Records from a collection
==============================
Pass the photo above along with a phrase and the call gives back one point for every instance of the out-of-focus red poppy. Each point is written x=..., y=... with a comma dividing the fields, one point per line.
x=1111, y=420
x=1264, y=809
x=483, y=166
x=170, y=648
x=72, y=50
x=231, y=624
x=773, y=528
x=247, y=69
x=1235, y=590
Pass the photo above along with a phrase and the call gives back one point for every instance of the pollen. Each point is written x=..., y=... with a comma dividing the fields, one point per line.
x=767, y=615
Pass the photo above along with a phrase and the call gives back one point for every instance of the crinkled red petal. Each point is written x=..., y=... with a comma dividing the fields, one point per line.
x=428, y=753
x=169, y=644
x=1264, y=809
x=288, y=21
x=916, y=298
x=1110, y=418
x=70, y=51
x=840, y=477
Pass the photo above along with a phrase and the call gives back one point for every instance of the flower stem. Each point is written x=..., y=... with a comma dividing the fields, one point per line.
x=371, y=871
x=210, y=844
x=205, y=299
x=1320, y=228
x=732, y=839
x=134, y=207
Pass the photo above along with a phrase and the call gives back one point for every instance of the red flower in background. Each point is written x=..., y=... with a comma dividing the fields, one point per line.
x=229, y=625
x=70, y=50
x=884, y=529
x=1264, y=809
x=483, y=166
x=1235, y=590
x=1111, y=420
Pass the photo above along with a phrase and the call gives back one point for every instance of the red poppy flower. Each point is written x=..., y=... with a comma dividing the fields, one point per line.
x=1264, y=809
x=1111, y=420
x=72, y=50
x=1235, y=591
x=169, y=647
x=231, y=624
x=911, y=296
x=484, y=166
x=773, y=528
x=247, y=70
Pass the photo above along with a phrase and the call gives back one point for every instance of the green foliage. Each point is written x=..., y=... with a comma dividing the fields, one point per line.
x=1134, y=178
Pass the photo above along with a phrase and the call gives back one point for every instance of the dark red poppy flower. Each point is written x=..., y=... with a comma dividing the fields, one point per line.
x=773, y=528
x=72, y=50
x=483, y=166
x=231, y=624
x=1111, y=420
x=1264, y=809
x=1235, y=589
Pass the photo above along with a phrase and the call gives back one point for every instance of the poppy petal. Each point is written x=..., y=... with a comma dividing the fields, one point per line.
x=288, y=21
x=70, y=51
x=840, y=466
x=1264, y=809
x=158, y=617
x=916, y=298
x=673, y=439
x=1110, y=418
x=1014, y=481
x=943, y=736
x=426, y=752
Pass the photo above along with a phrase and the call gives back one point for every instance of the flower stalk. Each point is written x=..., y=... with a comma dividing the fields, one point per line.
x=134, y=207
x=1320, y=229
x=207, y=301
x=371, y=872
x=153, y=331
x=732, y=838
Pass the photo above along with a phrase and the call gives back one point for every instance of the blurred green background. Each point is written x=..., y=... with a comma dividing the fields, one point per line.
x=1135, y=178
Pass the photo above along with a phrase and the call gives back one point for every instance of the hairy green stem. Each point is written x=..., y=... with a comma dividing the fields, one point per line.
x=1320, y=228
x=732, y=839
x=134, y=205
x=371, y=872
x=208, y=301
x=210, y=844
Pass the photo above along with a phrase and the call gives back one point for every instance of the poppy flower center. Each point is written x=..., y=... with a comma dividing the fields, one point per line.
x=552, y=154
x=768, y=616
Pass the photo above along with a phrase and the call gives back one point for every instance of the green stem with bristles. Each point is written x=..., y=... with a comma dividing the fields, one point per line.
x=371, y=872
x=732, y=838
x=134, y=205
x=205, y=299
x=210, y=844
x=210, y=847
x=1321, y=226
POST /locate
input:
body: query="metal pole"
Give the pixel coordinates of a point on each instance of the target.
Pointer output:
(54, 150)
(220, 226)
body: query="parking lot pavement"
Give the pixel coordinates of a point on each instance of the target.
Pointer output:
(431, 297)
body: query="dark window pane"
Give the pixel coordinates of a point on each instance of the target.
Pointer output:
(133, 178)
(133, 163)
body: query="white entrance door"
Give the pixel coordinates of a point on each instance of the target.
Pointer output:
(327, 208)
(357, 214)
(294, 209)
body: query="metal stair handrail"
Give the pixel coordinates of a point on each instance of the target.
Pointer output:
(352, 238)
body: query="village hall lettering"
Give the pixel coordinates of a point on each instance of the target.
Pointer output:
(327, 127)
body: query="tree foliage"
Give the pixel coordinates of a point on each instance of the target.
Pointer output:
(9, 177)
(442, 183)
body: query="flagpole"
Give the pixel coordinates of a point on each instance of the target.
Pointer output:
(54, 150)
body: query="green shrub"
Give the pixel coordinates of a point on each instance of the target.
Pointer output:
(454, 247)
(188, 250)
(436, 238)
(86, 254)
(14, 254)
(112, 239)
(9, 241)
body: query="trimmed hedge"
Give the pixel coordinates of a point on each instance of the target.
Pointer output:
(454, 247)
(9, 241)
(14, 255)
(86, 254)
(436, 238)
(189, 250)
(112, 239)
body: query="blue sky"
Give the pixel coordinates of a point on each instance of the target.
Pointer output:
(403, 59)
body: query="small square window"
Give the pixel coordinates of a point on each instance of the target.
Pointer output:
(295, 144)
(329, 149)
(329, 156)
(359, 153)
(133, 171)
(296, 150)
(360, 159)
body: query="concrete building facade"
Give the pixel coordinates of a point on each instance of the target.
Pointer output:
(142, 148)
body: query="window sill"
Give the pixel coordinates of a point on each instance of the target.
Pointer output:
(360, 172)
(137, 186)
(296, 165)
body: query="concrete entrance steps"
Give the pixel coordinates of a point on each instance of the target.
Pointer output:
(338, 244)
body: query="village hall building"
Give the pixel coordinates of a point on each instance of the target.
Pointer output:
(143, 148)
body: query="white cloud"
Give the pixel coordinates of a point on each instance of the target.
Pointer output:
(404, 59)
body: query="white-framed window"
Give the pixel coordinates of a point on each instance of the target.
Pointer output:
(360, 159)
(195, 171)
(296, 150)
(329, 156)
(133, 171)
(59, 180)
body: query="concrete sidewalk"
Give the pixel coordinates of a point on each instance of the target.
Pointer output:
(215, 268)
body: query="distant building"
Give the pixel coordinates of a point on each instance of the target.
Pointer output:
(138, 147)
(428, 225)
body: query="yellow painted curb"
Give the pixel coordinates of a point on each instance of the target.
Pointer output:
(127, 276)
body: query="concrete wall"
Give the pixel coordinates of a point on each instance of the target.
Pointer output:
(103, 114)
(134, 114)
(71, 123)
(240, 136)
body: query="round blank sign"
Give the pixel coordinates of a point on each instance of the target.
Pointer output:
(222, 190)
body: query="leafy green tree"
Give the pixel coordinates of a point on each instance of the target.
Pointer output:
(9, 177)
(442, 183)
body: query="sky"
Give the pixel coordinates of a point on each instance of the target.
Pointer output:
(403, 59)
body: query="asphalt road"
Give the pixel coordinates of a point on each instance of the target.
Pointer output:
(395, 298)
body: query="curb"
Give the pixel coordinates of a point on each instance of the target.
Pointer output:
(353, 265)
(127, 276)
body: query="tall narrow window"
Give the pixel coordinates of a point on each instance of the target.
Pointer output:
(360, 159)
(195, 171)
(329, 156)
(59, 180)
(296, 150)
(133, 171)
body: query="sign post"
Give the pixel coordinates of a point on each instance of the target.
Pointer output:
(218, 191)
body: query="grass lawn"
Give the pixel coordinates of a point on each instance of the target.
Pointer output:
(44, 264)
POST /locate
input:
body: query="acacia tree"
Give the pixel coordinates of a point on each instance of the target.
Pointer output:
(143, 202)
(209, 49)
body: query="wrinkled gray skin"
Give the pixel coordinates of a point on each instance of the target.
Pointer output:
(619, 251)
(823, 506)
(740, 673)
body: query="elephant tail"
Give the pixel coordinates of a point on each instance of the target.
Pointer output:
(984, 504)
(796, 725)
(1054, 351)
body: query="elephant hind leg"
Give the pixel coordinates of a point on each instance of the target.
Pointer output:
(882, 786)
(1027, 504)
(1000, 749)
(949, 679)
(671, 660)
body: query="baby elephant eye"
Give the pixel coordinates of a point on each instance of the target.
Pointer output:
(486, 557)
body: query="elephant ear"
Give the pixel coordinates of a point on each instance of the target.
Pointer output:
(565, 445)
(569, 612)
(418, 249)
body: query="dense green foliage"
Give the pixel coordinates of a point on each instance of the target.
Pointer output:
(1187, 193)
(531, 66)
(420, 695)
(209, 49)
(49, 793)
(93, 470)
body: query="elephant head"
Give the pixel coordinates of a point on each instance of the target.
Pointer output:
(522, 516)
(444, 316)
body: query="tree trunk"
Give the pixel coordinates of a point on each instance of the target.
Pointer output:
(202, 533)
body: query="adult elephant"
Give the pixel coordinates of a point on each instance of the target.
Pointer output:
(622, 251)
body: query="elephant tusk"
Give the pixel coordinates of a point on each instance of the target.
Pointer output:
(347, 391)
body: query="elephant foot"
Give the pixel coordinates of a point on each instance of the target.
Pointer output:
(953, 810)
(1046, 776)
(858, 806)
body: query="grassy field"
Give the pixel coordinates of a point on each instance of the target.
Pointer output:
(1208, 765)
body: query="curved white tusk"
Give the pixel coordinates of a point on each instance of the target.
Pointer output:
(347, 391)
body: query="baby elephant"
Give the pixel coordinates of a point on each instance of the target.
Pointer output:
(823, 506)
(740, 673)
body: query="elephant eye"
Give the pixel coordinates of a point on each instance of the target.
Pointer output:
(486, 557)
==============================
◆ **Your assignment**
Among the lines above, find those containing the word "entrance" and copy each.

◆ **Task result**
body: query="white entrance door"
body: query="concrete entrance steps"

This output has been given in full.